---------- Raw records

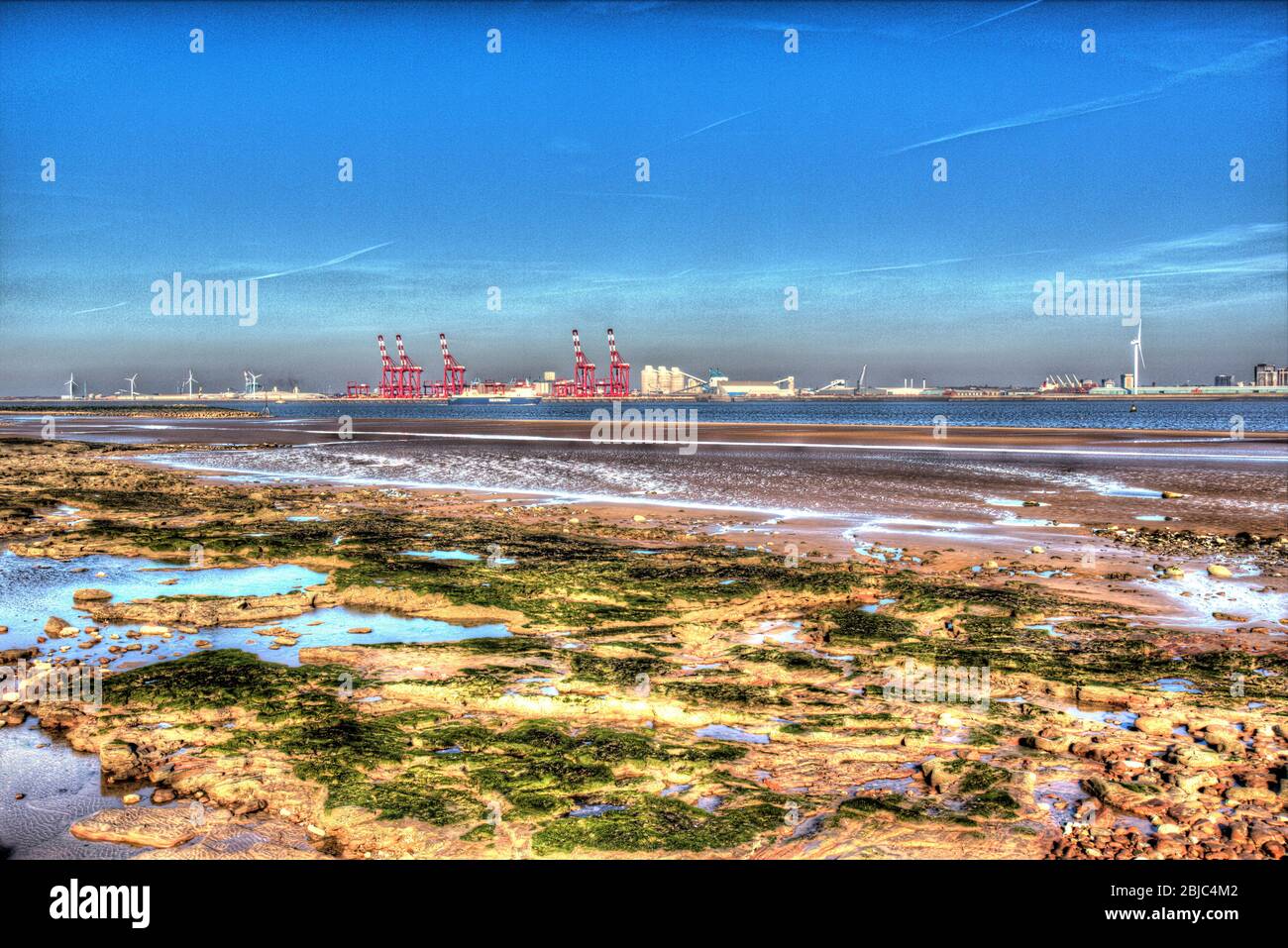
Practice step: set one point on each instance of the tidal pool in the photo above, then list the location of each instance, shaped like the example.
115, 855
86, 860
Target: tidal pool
58, 786
310, 630
33, 588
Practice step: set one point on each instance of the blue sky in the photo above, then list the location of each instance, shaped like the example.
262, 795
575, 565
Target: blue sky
518, 170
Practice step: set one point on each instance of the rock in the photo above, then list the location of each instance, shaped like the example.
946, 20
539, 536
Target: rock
1155, 727
938, 775
151, 827
1224, 740
1252, 794
1193, 784
1193, 756
58, 627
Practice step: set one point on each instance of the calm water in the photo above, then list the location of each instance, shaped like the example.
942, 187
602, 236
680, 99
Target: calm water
1258, 415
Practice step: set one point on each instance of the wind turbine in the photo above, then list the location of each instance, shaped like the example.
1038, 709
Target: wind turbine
1137, 360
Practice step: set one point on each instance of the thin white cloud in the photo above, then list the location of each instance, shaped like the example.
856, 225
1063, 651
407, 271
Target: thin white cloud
98, 309
983, 22
1244, 60
327, 263
713, 125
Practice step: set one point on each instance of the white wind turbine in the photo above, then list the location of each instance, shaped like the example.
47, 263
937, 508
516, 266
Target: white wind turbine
1137, 359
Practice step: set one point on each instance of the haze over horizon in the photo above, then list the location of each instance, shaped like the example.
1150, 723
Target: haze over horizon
516, 170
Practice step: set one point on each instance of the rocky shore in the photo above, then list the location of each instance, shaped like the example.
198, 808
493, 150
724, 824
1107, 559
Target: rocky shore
700, 699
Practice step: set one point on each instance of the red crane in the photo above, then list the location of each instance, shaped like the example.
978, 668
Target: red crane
618, 369
454, 372
584, 369
408, 373
389, 373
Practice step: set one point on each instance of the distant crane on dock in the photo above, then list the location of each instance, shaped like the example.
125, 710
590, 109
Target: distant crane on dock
454, 372
618, 369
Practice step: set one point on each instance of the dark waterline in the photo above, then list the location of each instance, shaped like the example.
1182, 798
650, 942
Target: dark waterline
1257, 415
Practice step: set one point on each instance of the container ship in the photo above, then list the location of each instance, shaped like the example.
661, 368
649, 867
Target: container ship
490, 393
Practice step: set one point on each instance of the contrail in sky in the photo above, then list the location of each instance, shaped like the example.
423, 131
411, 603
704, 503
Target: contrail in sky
707, 128
98, 309
1008, 13
329, 263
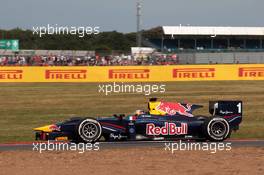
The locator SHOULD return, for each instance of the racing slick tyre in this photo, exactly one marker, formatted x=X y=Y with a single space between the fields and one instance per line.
x=89 y=130
x=216 y=129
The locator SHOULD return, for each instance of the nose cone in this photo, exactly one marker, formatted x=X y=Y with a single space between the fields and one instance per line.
x=46 y=128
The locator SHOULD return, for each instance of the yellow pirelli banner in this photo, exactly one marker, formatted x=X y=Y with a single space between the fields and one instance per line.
x=133 y=73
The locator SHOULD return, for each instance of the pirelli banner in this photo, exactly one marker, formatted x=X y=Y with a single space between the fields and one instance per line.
x=133 y=73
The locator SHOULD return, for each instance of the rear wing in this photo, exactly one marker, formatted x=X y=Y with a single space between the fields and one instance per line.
x=225 y=108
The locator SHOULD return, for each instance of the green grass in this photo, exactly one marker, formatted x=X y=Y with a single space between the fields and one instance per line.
x=24 y=106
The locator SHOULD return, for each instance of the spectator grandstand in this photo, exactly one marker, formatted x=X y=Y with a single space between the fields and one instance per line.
x=181 y=38
x=177 y=45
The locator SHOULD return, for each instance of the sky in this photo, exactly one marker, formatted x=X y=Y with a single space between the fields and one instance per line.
x=120 y=15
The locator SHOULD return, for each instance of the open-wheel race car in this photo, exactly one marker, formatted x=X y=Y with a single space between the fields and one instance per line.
x=163 y=121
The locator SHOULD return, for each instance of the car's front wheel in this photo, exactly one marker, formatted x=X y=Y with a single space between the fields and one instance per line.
x=216 y=129
x=89 y=130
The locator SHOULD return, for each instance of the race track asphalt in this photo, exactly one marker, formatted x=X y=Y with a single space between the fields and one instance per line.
x=131 y=144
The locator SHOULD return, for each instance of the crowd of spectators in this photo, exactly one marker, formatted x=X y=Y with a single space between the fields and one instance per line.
x=60 y=60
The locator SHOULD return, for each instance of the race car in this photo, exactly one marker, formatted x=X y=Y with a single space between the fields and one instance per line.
x=163 y=121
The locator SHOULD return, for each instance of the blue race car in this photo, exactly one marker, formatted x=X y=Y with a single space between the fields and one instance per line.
x=163 y=121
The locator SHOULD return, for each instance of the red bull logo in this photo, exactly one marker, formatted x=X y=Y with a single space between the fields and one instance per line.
x=54 y=128
x=11 y=74
x=167 y=129
x=129 y=74
x=174 y=108
x=194 y=73
x=65 y=74
x=251 y=72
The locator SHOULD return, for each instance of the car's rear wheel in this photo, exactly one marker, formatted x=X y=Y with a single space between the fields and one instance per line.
x=89 y=130
x=216 y=129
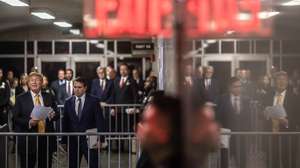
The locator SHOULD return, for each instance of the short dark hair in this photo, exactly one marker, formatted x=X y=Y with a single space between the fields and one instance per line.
x=233 y=80
x=123 y=64
x=69 y=69
x=81 y=80
x=168 y=108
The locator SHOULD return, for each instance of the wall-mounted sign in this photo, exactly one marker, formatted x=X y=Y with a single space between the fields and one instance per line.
x=147 y=18
x=142 y=48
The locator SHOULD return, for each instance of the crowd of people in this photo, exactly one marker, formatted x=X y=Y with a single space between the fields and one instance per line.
x=233 y=104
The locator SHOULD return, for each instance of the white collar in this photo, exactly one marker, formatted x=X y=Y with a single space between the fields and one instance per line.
x=282 y=93
x=34 y=94
x=82 y=97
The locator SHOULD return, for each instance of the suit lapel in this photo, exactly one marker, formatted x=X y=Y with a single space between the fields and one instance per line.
x=73 y=111
x=85 y=105
x=30 y=101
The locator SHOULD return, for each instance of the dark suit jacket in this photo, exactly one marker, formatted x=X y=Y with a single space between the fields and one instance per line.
x=291 y=105
x=214 y=91
x=60 y=92
x=22 y=112
x=92 y=116
x=228 y=117
x=105 y=95
x=127 y=94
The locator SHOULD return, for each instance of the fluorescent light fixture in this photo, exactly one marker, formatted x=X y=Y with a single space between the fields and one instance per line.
x=244 y=16
x=93 y=41
x=62 y=24
x=100 y=45
x=230 y=32
x=43 y=15
x=14 y=2
x=211 y=41
x=75 y=31
x=292 y=3
x=267 y=14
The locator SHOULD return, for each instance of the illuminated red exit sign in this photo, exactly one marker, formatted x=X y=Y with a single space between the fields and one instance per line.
x=146 y=18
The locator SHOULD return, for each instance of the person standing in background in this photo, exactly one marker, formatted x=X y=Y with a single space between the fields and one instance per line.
x=139 y=82
x=35 y=149
x=4 y=98
x=22 y=88
x=59 y=85
x=102 y=88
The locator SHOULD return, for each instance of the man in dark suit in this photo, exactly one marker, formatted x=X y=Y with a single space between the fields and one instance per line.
x=4 y=98
x=139 y=83
x=102 y=88
x=125 y=87
x=233 y=112
x=285 y=97
x=210 y=84
x=59 y=87
x=82 y=112
x=32 y=148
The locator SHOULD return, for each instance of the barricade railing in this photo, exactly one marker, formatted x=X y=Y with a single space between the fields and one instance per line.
x=63 y=150
x=257 y=150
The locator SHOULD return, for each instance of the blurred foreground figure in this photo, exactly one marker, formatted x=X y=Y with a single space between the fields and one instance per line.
x=282 y=154
x=155 y=132
x=160 y=136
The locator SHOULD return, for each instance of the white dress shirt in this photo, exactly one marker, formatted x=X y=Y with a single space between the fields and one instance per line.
x=236 y=103
x=33 y=97
x=207 y=82
x=283 y=94
x=102 y=83
x=77 y=103
x=71 y=87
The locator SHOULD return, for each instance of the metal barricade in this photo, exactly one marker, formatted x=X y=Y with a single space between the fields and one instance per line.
x=45 y=150
x=257 y=150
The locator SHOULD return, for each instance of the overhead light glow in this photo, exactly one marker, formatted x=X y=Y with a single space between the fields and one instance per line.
x=14 y=2
x=267 y=14
x=100 y=45
x=63 y=24
x=292 y=3
x=43 y=15
x=75 y=31
x=244 y=16
x=93 y=41
x=230 y=32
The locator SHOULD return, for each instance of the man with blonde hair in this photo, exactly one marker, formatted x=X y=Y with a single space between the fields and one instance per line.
x=35 y=149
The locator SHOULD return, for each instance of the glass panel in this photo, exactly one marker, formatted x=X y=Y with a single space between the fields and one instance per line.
x=276 y=46
x=262 y=46
x=124 y=47
x=227 y=47
x=50 y=69
x=243 y=46
x=111 y=46
x=212 y=48
x=30 y=47
x=79 y=47
x=11 y=47
x=61 y=47
x=94 y=49
x=44 y=47
x=132 y=63
x=257 y=68
x=222 y=72
x=14 y=64
x=290 y=46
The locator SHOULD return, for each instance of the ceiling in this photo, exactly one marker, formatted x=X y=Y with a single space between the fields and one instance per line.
x=286 y=24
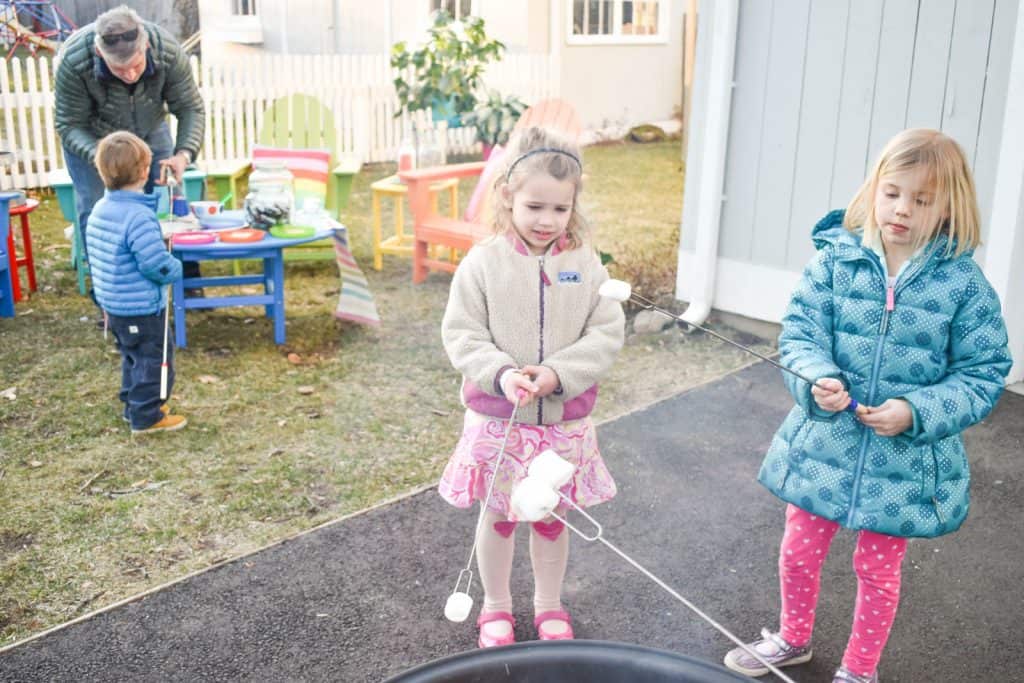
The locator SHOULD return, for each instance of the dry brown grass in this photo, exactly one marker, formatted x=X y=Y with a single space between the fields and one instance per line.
x=92 y=516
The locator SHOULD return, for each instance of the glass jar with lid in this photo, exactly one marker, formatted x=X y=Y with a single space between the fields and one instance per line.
x=270 y=197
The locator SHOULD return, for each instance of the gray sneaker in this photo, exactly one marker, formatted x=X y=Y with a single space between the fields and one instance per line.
x=773 y=649
x=844 y=675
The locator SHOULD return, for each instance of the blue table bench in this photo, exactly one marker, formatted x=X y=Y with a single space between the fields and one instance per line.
x=269 y=251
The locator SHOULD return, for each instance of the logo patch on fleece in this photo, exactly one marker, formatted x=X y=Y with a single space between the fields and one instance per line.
x=569 y=278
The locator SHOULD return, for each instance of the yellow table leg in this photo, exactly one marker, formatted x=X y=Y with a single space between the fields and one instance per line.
x=378 y=258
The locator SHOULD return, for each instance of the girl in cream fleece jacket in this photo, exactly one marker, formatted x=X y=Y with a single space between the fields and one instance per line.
x=524 y=317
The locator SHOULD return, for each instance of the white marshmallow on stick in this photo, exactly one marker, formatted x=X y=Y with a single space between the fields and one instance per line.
x=534 y=500
x=551 y=467
x=615 y=289
x=458 y=606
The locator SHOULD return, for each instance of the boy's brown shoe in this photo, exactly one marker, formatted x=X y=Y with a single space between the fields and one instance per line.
x=167 y=424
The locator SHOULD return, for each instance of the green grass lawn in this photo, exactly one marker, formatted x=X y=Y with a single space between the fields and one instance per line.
x=280 y=438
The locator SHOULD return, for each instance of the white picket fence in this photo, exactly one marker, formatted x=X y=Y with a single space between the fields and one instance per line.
x=357 y=89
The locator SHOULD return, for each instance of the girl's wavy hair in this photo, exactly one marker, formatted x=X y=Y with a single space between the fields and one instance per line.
x=522 y=159
x=949 y=176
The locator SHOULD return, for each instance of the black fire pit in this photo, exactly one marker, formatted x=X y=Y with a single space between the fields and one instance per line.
x=568 y=662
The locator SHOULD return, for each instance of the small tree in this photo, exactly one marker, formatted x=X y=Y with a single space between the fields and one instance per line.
x=448 y=69
x=495 y=118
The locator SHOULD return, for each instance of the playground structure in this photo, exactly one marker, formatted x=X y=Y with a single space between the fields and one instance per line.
x=34 y=24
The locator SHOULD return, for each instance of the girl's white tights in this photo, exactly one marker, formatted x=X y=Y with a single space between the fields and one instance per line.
x=494 y=557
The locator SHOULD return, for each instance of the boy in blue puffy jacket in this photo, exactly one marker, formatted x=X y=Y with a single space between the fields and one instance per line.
x=130 y=268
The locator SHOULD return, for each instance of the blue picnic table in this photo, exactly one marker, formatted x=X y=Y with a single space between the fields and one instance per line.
x=269 y=251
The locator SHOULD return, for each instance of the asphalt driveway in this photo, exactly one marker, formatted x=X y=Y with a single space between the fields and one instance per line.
x=361 y=599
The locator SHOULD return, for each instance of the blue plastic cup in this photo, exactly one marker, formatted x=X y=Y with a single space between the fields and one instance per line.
x=179 y=207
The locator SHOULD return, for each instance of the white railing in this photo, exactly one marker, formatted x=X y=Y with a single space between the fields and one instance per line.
x=357 y=89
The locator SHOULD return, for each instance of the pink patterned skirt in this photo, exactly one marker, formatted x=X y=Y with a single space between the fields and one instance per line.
x=471 y=467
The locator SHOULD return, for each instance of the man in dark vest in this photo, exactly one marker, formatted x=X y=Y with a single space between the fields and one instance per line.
x=121 y=73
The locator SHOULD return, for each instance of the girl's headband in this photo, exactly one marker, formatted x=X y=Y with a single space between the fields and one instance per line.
x=508 y=174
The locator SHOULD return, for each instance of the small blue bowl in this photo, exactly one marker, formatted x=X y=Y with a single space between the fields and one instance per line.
x=220 y=221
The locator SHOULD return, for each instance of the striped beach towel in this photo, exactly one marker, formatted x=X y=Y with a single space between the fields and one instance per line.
x=309 y=169
x=355 y=303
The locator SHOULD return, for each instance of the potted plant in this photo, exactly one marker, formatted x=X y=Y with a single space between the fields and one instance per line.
x=446 y=70
x=495 y=118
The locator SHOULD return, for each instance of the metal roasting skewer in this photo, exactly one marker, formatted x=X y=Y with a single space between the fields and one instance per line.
x=599 y=536
x=468 y=571
x=647 y=304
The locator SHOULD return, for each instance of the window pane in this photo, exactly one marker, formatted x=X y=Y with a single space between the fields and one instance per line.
x=639 y=17
x=592 y=17
x=457 y=8
x=245 y=7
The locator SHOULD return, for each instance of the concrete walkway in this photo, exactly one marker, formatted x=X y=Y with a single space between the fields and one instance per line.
x=363 y=599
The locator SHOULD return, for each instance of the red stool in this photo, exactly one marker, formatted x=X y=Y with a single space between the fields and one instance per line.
x=26 y=259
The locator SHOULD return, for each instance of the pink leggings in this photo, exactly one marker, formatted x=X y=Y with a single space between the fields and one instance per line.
x=877 y=562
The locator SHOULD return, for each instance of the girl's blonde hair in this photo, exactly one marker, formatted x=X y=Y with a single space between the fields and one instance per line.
x=949 y=175
x=540 y=151
x=123 y=159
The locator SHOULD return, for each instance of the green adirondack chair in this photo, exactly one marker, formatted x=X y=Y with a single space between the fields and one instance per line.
x=302 y=122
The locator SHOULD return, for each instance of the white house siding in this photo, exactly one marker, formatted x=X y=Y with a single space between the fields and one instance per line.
x=819 y=87
x=624 y=84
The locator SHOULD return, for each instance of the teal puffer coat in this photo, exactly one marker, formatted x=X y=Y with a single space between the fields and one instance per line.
x=942 y=348
x=128 y=260
x=90 y=102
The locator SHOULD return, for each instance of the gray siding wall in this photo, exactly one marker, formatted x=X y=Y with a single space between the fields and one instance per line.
x=819 y=87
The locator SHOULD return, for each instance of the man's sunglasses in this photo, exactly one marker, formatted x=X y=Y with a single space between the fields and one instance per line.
x=113 y=39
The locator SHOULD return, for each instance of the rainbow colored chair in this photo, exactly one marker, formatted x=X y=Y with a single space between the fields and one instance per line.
x=6 y=290
x=430 y=228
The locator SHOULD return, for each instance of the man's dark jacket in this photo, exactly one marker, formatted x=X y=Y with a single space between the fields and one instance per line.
x=92 y=102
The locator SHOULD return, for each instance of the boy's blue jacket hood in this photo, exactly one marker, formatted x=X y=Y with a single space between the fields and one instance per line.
x=940 y=344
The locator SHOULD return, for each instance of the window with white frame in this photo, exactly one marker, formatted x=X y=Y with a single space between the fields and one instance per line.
x=244 y=7
x=457 y=8
x=617 y=22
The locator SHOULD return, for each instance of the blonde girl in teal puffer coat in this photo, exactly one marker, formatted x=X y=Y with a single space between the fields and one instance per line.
x=894 y=313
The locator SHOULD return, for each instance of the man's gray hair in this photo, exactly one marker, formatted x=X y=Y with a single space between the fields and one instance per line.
x=115 y=22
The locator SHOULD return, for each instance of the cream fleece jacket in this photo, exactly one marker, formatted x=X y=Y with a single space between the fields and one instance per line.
x=508 y=308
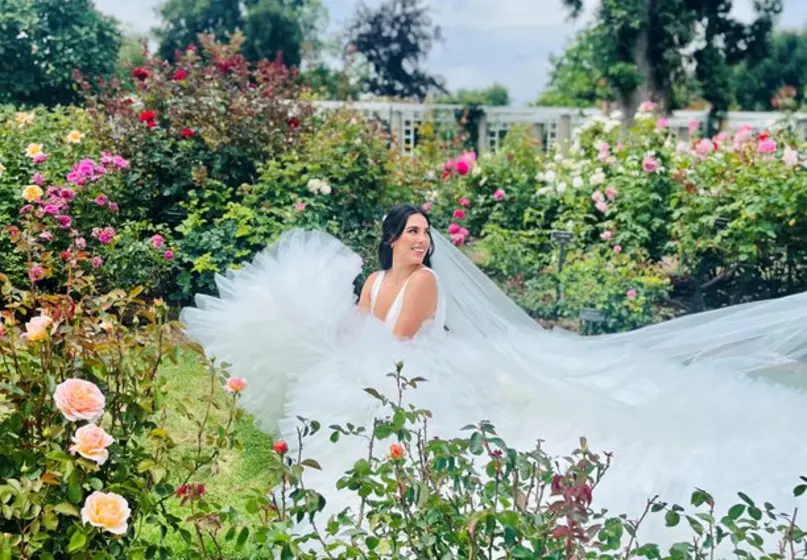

--------------------

Stated exercise –
Show every line of the items above that contains the string "gray". Case matters, so only lines containing the string in that exact case count.

Written response –
The locator SHOULD return, for each instance of the gray sneaker in this photo, exactly one marker, formatted x=X y=Y with a single space between the fields and one instance per line.
The locator SHOULD return, for each instance of the gray siding wall in this photo, exactly one marker, formatted x=X y=Y with a single space between the fields and one instance per line.
The locator SHOULD return, for each instance of the man's gray hair in this photo, exactly one marker, formatted x=X y=Y with a single space between the fields and one instance per line.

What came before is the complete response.